**REQUIREMENT**
For this exercise, transcribe all of the entries exactly.

**INPUT DATA**
○ ○ ○ ○ ○

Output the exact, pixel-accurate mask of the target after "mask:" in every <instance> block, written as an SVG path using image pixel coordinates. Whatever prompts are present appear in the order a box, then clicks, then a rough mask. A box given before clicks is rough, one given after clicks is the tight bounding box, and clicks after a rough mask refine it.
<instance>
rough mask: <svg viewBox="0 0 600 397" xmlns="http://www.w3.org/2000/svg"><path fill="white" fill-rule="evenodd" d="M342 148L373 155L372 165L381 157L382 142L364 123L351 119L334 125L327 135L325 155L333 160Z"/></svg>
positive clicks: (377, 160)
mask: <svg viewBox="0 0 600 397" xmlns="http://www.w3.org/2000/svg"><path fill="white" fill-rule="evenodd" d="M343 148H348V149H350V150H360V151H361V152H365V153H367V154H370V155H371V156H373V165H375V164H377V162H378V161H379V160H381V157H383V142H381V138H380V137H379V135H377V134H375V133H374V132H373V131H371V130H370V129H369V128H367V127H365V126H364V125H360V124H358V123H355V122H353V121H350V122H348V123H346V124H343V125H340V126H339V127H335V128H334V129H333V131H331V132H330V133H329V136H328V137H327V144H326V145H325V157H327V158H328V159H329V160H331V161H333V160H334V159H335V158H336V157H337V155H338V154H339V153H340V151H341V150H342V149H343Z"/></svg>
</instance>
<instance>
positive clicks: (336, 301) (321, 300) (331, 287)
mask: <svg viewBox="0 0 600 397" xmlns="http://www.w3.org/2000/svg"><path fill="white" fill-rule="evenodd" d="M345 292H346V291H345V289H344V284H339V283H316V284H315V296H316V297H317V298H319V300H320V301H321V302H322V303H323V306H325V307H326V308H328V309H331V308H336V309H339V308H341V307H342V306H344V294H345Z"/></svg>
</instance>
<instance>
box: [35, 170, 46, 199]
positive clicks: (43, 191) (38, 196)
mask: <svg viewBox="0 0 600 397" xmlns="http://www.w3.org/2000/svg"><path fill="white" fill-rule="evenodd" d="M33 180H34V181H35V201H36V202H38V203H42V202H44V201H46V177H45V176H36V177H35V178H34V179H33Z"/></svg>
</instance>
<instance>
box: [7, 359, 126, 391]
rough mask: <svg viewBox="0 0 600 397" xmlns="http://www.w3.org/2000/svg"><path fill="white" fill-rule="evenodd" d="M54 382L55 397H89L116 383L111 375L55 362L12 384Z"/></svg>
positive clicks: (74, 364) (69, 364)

○ ○ ○ ○ ○

**SOLUTION BELOW**
Output the exact, pixel-accurate mask of the target after "mask:" in every <instance> block, written as an SVG path using image pixel coordinates. Whatever prompts are present appear in the order a box, then clicks, then a rough mask. A box given before clicks is rough, one given after clicks is the tight bounding box, and clicks after a rough mask refine it.
<instance>
rough mask: <svg viewBox="0 0 600 397" xmlns="http://www.w3.org/2000/svg"><path fill="white" fill-rule="evenodd" d="M342 148L373 155L372 165L381 157L382 142L364 123L351 119L334 125L327 135L325 155L333 160Z"/></svg>
positive clicks: (377, 160)
mask: <svg viewBox="0 0 600 397" xmlns="http://www.w3.org/2000/svg"><path fill="white" fill-rule="evenodd" d="M343 148H348V149H350V150H360V151H361V152H365V153H367V154H370V155H371V156H373V165H375V164H377V162H378V161H379V160H381V157H383V142H381V138H380V137H379V135H377V134H375V133H374V132H373V131H371V130H370V129H369V128H367V127H365V126H364V125H360V124H358V123H355V122H353V121H350V122H348V123H346V124H343V125H340V126H339V127H335V128H334V129H333V131H331V132H330V133H329V136H328V137H327V144H326V145H325V157H327V158H328V159H329V160H331V161H333V160H334V159H335V158H336V157H337V155H338V154H339V153H340V151H341V150H342V149H343Z"/></svg>
</instance>
<instance>
positive clicks: (336, 301) (321, 300) (331, 287)
mask: <svg viewBox="0 0 600 397" xmlns="http://www.w3.org/2000/svg"><path fill="white" fill-rule="evenodd" d="M345 292H346V291H345V289H344V284H339V283H316V284H315V296H316V297H317V298H319V300H320V301H321V302H322V303H323V306H325V307H326V308H328V309H331V308H336V309H339V308H341V307H342V306H344V294H345Z"/></svg>
</instance>
<instance>
box: [35, 170, 46, 199]
positive clicks: (43, 191) (38, 196)
mask: <svg viewBox="0 0 600 397" xmlns="http://www.w3.org/2000/svg"><path fill="white" fill-rule="evenodd" d="M33 180H34V181H35V201H36V202H38V203H42V202H44V201H46V177H45V176H36V177H35V178H34V179H33Z"/></svg>
</instance>
<instance>
box: [7, 359, 126, 391]
rough mask: <svg viewBox="0 0 600 397" xmlns="http://www.w3.org/2000/svg"><path fill="white" fill-rule="evenodd" d="M54 382L55 397H89L116 383L111 375L55 362L12 384Z"/></svg>
positive clicks: (74, 364) (69, 364)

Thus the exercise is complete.